» **Exercise description**:
Rewrite every one of the following rows, substituting "a single spot" for each occurrence of "one spot" and leaving all else unchanged. Omit the pictures from the rewritten rows.

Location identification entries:
★ ★ ★ ★ ★ ★ ★

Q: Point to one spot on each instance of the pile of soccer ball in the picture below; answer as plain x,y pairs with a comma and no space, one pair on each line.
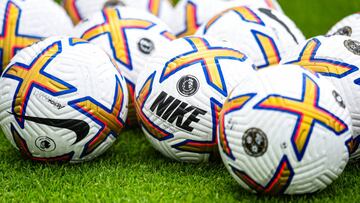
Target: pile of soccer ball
216,88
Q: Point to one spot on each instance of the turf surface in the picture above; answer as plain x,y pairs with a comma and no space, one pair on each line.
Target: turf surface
132,171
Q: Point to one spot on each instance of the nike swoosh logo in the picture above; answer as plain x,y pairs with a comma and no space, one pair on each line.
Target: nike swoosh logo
81,128
269,13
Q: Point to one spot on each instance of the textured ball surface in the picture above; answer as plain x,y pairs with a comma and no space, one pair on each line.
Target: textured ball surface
23,22
189,15
179,102
130,36
263,34
82,9
349,26
284,130
338,59
62,99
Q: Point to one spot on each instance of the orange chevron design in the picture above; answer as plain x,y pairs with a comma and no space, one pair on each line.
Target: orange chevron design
132,118
71,9
270,4
308,112
108,119
191,24
325,67
208,57
10,40
268,48
34,75
244,12
278,183
139,105
231,105
25,152
116,27
154,7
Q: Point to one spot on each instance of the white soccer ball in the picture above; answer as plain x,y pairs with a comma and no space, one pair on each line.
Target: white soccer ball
284,130
189,15
179,102
338,59
131,37
62,99
263,34
349,26
23,22
82,9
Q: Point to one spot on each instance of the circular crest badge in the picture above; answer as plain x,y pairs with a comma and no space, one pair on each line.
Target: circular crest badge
255,142
188,85
45,144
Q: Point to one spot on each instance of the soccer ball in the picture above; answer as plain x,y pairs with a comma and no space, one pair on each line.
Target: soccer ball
284,130
349,26
62,99
189,15
82,9
263,34
338,59
178,103
25,22
130,36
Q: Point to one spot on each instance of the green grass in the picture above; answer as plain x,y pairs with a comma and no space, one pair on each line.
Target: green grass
132,171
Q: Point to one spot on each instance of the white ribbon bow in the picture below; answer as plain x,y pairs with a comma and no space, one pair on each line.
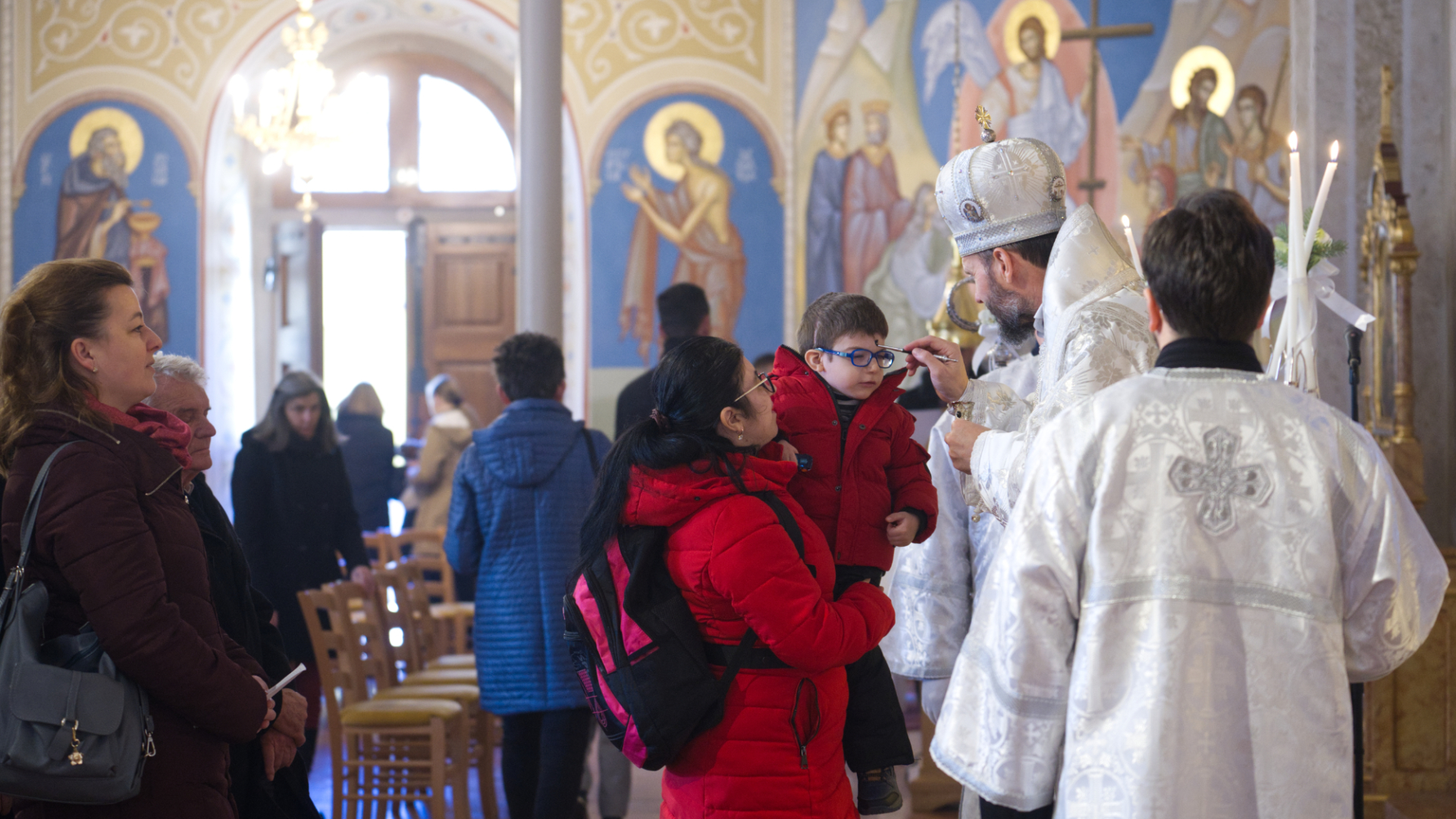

★ ★ ★ ★ ★ ★ ★

» **Response for this exercise**:
Q: Point to a single spot on each instance of the pile of soccer ball in the picture below; answer as plain x,y pairs with a comma and no space, one pair on each line.
Target: pile of soccer ball
216,88
Q: Point to a single spot on each instance of the turf surface in the picture above; answer as plain x,y pairs with a comma and no space, one pair on each line.
Target: turf surface
132,171
Q: Point to a single spot on each instance of the nike swoosh logo in the picture above; answer as plain x,y pairs with a comma and no space, one pair on each line.
Target: nike swoosh logo
81,128
269,13
Q: Point to a single spot on each instance of the textured ball surface in the picture above; answer as plain x,y pairs with a comma and no space, one pair on each line.
Target: textured ball surface
23,22
189,15
179,102
130,36
263,34
82,9
349,26
284,130
338,59
62,99
Q: Point to a single spot on each instance of the orange chevron design in the picture above; answer as plain x,y pairs with a comma and no space, one pair on each line.
Target: orange chevron design
132,118
71,9
270,4
308,112
108,119
191,24
325,67
208,57
10,40
268,48
34,75
244,12
278,183
139,105
231,105
25,152
116,27
154,7
Q: Point to a single spot on each instance of the white soccer ball in the picture above; answer as plain x,y pairs with a comma and no space, one pair on each line.
Target: white soccer ball
284,130
189,15
179,102
338,59
131,37
62,99
263,34
349,26
23,22
82,9
Q: Point to a single spot on each instance of the circular crest badge in the picture above; answer as plain x,y pairs with a comma and no space, one pair on each line.
Target: circular crest badge
255,142
188,85
45,144
Q: Point to a single spot on each instance of the soccer ball in the picture above; answer as plain x,y pairs with a comma and no space, one pair on each line.
Target: soccer ball
284,130
349,26
62,99
189,15
82,9
263,34
338,59
178,103
25,22
130,36
Q: Point to a single spot on each instance of the green grass in the picture above; answer as plain x,y pairs with a comma and no space, one pair on each line.
Target: green grass
132,171
Q: Point to a single spot on each instance of the white ribbon bow in the picture below; answer as plain x,y pairs with a comma and no space, one pair on each line.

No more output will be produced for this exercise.